AFRICA > CRóNICA DE UN VIAJE EN BUS DE ACCRA A GHANA
Considerado uno de los grandes reporteros del siglo XX, el polaco Ryszard Kapuscinski recorrió el continente africano durante años. De su libro Ebano, un fragmento sobre un viaje por el interior de Ghana.
› Por Ryszard Kapuscinski *
¿A qué se parece la estación de autobuses de Accra? Pues recuerda al campamento de un gran circo que se ha detenido en su camino para una breve parada y fonda. Hay mucho colorido y suena la música. Los autobuses se asemejan más a los carromatos de un circo que a los lujosos Chausson que recorren las autopistas de Europa y Norteamérica.
Los de Accra son una especie de camiones con carrocería de madera que cubre un techo apoyado sobre unos palos. Gracias a que no hay paredes, durante el trayecto nos refresca una corriente de aire salvadora. En este clima, las corrientes de aire son un valor muy buscado. Si queremos alquilar un piso, la primera pregunta que formularemos al dueño será: “¿Corre aquí el aire?”. El, en respuesta, abrirá las ventanas de par en par y nos veremos recorridos por una benévola corriente de aire en movimiento: tomamos una buena bocanada, experimentamos un gran alivio y sentimos que la vida vuelve a nosotros.
En el Sahara, los palacios de los poderosos están construidos del modo más rebuscado: aparecen llenos de aberturas, rendijas, recodos y pasillos, pensados de manera que permitan la mayor circulación de aire posible. Al calor de justicia que hace al mediodía, el poderoso de turno permanece echado sobre una estera, colocada estratégicamente junto a uno de esos reanimantes intersticios, y se deleita respirando el aire que en este lugar resulta un poco más fresco. La corriente se traduce en términos económicos: las casas más caras se levantan allí donde el aire circula más. Cuando se mantiene inmóvil, el aire no tiene valor, pero basta que se mueva para que el precio se dispare.

Lista de tareas:
(1) Indica si cada afirmación coincide con el fragmento del documento, con un sí o un no y las palabras decisivas del fragmento citadas textualmente.
(a) Los autobuses de Accra tienen paredes laterales.
(b) En el Sahara, las casas más caras se levantan donde el aire circula más.
(c) La carrocería de los autobuses de Accra es de metal.
(2) Responde brevemente a estas preguntas según el fragmento del documento.
(a) ¿A qué recuerda la estación de autobuses de Accra?
(b) ¿Cuál será la primera pregunta al dueño cuando se quiere alquilar un piso?
(c) ¿Sobre qué permanece echado el poderoso de turno al mediodía?
(3) Copia textualmente el fragmento del documento desde "Los de Accra" hasta "vuelve a nosotros.", ambos incluidos.

Datos recopilados:
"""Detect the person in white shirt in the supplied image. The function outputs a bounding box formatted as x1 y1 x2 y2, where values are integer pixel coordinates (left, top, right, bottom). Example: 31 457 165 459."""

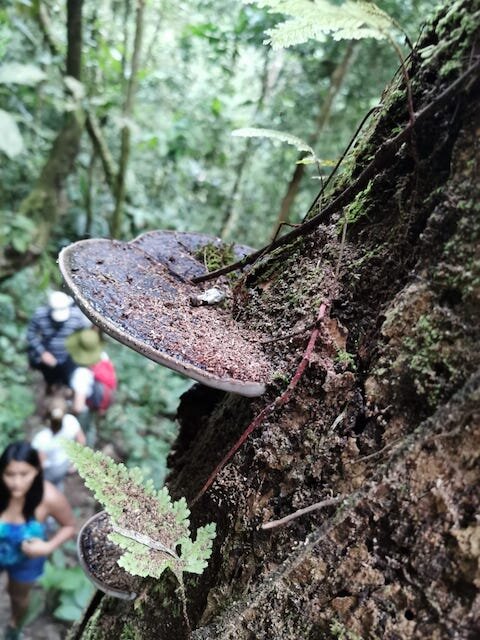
65 329 117 416
32 397 86 491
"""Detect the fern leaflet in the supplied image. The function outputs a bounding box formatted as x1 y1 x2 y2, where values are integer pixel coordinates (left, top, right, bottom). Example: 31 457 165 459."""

Respuestas:
(1)
(a) No: "Gracias a que no hay paredes, durante el trayecto nos refresca una corriente de aire salvadora."
(b) Sí: "las casas más caras se levantan allí donde el aire circula más."
(c) No: "Los de Accra son una especie de camiones con carrocería de madera"

(2)
(a) Al campamento de un gran circo que se ha detenido en su camino para una breve parada y fonda.
(b) "¿Corre aquí el aire?"
(c) Sobre una estera.

(3)
Los de Accra son una especie de camiones con carrocería de madera que cubre un techo apoyado sobre unos palos. Gracias a que no hay paredes, durante el trayecto nos refresca una corriente de aire salvadora. En este clima, las corrientes de aire son un valor muy buscado. Si queremos alquilar un piso, la primera pregunta que formularemos al dueño será: “¿Corre aquí el aire?”. El, en respuesta, abrirá las ventanas de par en par y nos veremos recorridos por una benévola corriente de aire en movimiento: tomamos una buena bocanada, experimentamos un gran alivio y sentimos que la vida vuelve a nosotros.